◆ **INSTRUCTIONS FOR THE TASK**
An exact copy of every entry below is required, and no picture may appear in it.

◆ **PROVIDED DATA**
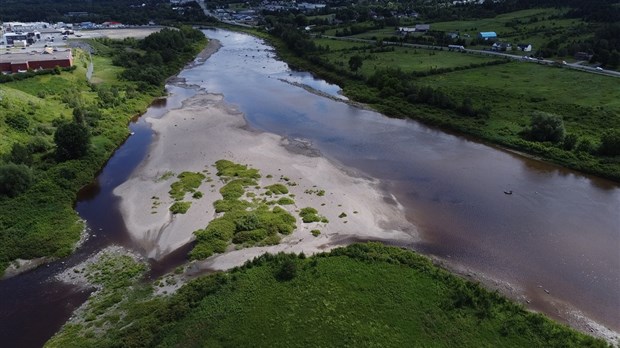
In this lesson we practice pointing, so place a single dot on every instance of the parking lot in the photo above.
(55, 38)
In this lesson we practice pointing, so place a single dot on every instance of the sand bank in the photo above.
(205, 130)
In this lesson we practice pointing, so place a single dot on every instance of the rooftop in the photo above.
(33, 56)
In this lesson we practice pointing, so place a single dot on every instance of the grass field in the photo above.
(533, 26)
(363, 295)
(39, 220)
(512, 91)
(404, 58)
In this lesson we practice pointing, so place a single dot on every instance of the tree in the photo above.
(355, 62)
(610, 143)
(14, 179)
(547, 127)
(20, 154)
(72, 141)
(287, 270)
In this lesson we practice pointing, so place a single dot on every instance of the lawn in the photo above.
(405, 58)
(363, 295)
(587, 102)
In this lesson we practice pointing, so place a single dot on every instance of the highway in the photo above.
(520, 58)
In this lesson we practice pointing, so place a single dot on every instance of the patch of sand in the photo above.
(205, 130)
(120, 33)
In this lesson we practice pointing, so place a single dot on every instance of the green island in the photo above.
(58, 129)
(243, 222)
(361, 295)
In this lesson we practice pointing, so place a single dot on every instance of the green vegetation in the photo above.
(56, 131)
(310, 214)
(277, 189)
(188, 183)
(116, 277)
(285, 201)
(507, 94)
(328, 300)
(180, 207)
(244, 223)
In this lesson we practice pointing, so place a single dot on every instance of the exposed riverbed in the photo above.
(554, 241)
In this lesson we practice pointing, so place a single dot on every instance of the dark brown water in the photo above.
(559, 231)
(33, 306)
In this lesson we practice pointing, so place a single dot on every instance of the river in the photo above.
(554, 241)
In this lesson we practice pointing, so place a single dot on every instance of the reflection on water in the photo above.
(559, 229)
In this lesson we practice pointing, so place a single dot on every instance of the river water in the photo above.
(555, 240)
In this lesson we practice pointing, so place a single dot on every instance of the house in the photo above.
(422, 27)
(11, 38)
(501, 46)
(583, 56)
(405, 30)
(16, 62)
(487, 35)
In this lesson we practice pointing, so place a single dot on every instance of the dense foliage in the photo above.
(159, 55)
(244, 223)
(124, 11)
(56, 131)
(361, 295)
(490, 99)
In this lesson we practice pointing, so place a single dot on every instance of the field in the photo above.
(512, 91)
(40, 172)
(330, 300)
(535, 26)
(404, 58)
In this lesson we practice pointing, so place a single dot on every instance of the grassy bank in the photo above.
(38, 182)
(493, 100)
(361, 295)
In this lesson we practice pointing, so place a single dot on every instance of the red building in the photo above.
(20, 62)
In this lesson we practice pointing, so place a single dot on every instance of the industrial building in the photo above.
(48, 59)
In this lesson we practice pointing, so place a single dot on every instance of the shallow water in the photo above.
(559, 231)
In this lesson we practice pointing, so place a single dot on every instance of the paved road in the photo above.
(574, 66)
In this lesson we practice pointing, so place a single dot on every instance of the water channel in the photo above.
(555, 240)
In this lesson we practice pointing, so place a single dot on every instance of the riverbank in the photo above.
(205, 130)
(504, 123)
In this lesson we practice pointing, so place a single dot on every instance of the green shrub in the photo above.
(18, 122)
(180, 207)
(287, 270)
(610, 143)
(277, 189)
(188, 182)
(72, 141)
(285, 201)
(547, 127)
(309, 215)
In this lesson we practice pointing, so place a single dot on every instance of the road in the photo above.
(520, 58)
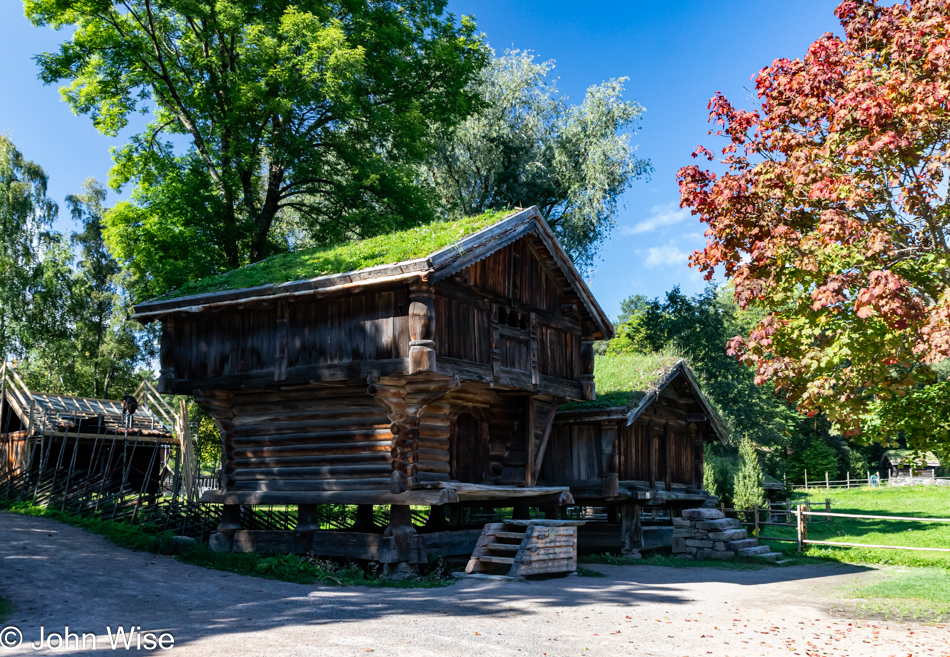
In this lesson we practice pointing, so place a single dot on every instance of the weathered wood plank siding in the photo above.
(306, 439)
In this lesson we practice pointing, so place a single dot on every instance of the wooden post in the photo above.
(631, 530)
(421, 329)
(230, 523)
(587, 361)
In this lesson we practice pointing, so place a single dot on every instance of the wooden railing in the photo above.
(801, 516)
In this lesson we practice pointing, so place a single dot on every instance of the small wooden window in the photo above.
(469, 452)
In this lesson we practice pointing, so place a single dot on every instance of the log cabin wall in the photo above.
(304, 439)
(473, 436)
(509, 311)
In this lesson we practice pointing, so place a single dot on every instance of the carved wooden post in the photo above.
(404, 542)
(421, 329)
(610, 458)
(308, 522)
(587, 362)
(668, 449)
(167, 355)
(283, 326)
(631, 530)
(495, 341)
(223, 540)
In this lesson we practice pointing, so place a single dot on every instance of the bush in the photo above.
(749, 487)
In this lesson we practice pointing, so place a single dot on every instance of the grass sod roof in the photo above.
(626, 379)
(394, 247)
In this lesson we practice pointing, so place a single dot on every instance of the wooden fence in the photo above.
(857, 482)
(801, 515)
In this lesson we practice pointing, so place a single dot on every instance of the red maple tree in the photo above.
(831, 211)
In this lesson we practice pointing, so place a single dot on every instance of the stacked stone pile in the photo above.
(708, 534)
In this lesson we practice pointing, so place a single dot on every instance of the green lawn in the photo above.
(913, 584)
(911, 501)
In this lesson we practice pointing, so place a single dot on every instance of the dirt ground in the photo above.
(58, 576)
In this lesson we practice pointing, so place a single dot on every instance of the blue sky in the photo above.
(676, 54)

◆ **SOLVED EXERCISE**
In this lesson we practice pointing, so place a single dot on every instance of the parking lot in the photo above.
(55, 38)
In this lesson we practice pointing, so place a single dot on every instance of the sand bank in the photo above.
(205, 130)
In this lesson we practice pointing, so place a single dot on every instance of the rooftop in the photo above.
(33, 56)
In this lesson we practice pointing, so place a single dot on every instance of the grass field in the photo above.
(533, 26)
(363, 295)
(39, 220)
(512, 91)
(404, 58)
In this lesson we practice pointing, so place a single dot on every instance of the tree in the photo above.
(355, 62)
(610, 143)
(14, 179)
(547, 127)
(20, 154)
(72, 141)
(287, 270)
In this lesson we practice pointing, so place a single dot on every instance of the lawn in the photo above.
(405, 58)
(363, 295)
(587, 102)
In this lesson we practice pointing, so place a single dot on every instance of the highway in the photo above.
(520, 58)
In this lesson we practice pointing, so place a single dot on every instance of the patch of sand in the photo above.
(205, 130)
(120, 33)
In this lesson we practice pointing, so place a single dot on every instance of the green island in the photo above.
(58, 129)
(243, 222)
(361, 295)
In this lesson we practice pointing, so place a single dot on every instance of the green vegetation in the photo above.
(56, 131)
(310, 214)
(277, 189)
(188, 183)
(116, 277)
(285, 201)
(507, 94)
(328, 300)
(180, 207)
(244, 223)
In this lesson we practice pointing, so place a single dot on every instance of the exposed riverbed in the photo above.
(554, 241)
In this lesson we practice pointing, so place a single dot on every instance of the dark brown water in the photo above.
(559, 231)
(33, 306)
In this lesson we practice pointing, so place a single dot on every instance of the river in the photo above.
(554, 241)
In this lesson we practice pointing, so place a single dot on every instance of the reflection on water in the photo above.
(559, 229)
In this lesson we practice pointing, so place a single dot on every instance of the river water in the photo above.
(555, 240)
In this lesson we practice pointing, so place a single dot on every instance of the house in the photo above.
(422, 27)
(11, 38)
(501, 46)
(583, 56)
(405, 30)
(16, 62)
(487, 35)
In this lesson we practice pointing, so place a single dot on every instance of the dense foliage in the photo above.
(159, 55)
(244, 223)
(124, 11)
(56, 131)
(361, 295)
(490, 99)
In this lesson we practice pointing, so place a single dot on every instance of the field in the photo above.
(512, 91)
(40, 172)
(330, 300)
(535, 26)
(404, 58)
In this lesson we practice pointing, so place a single dot on every instance of the grassy bank in the photo above.
(38, 182)
(493, 100)
(361, 295)
In this lesson we practice pointing, so place a single dot on every instance of the red building in the photo above.
(20, 62)
In this lesson we practice pointing, so place a single dot on every instance of the industrial building in the photo above.
(48, 59)
In this lesson we practice pointing, so place a single dot on every instance of the shallow water in the photo above.
(559, 231)
In this lesson we practice pointing, so place a single dot on every instance of the paved road in the photo above.
(574, 66)
In this lesson we practice pointing, so place a single dot on every instance of the water channel in the photo above.
(555, 240)
In this lesson we practice pointing, so place a single dot on every instance of the riverbank in the photo above.
(205, 130)
(504, 123)
In this lesson we practice pointing, so place a single dot on every instance of the green shrub in the photo above.
(18, 122)
(180, 207)
(287, 270)
(610, 143)
(277, 189)
(188, 182)
(72, 141)
(285, 201)
(547, 127)
(309, 215)
In this lesson we practice pointing, so place a single dot on every instance of the road in the photo above.
(520, 58)
In this lesson we practice pointing, so place a single dot on every instance of the weathered wood plank siding in the photo above.
(306, 439)
In this lesson we practice pointing, so place a single dot on every instance of the wooden post in the photo above.
(631, 530)
(421, 329)
(230, 523)
(587, 361)
In this lesson we practice pointing, so place a single dot on every instance of the wooden railing in the photo above.
(801, 516)
In this lesson we practice pointing, so place a single dot on every instance of the small wooden window in the photo above.
(469, 452)
In this lesson we practice pointing, so place a single dot on every instance of the log cabin wall in the photo above.
(304, 439)
(473, 436)
(509, 311)
In this lesson we practice pointing, so place a single dot on every instance of the carved wooden post in the photo above.
(404, 542)
(421, 329)
(610, 458)
(308, 522)
(587, 362)
(668, 449)
(167, 355)
(283, 326)
(631, 530)
(495, 341)
(223, 540)
In this lesson we practice pointing, so place a single dot on every instance of the bush in the photo above.
(749, 487)
In this lesson we practice pointing, so place a single dot on every instance of the grass sod roof in the photo above.
(626, 379)
(394, 247)
In this lesson we practice pointing, so place a single dot on every instance of the wooden fence in the photo above.
(857, 482)
(801, 515)
In this lesson we practice pointing, so place a single dot on every instance of the red maple tree in the photo above.
(831, 211)
In this lesson we practice pointing, so place a single dot on every instance of the stacked stone pile in the photo above.
(708, 534)
In this lesson we practice pointing, so place a single dot on every instance of the green lawn in the photo above.
(913, 584)
(911, 501)
In this lesson we practice pointing, so place a single dot on every instance of the dirt ground in the photo above.
(58, 576)
In this lesson we practice pointing, so place a single dot on every instance of the blue sky in the photo above.
(676, 54)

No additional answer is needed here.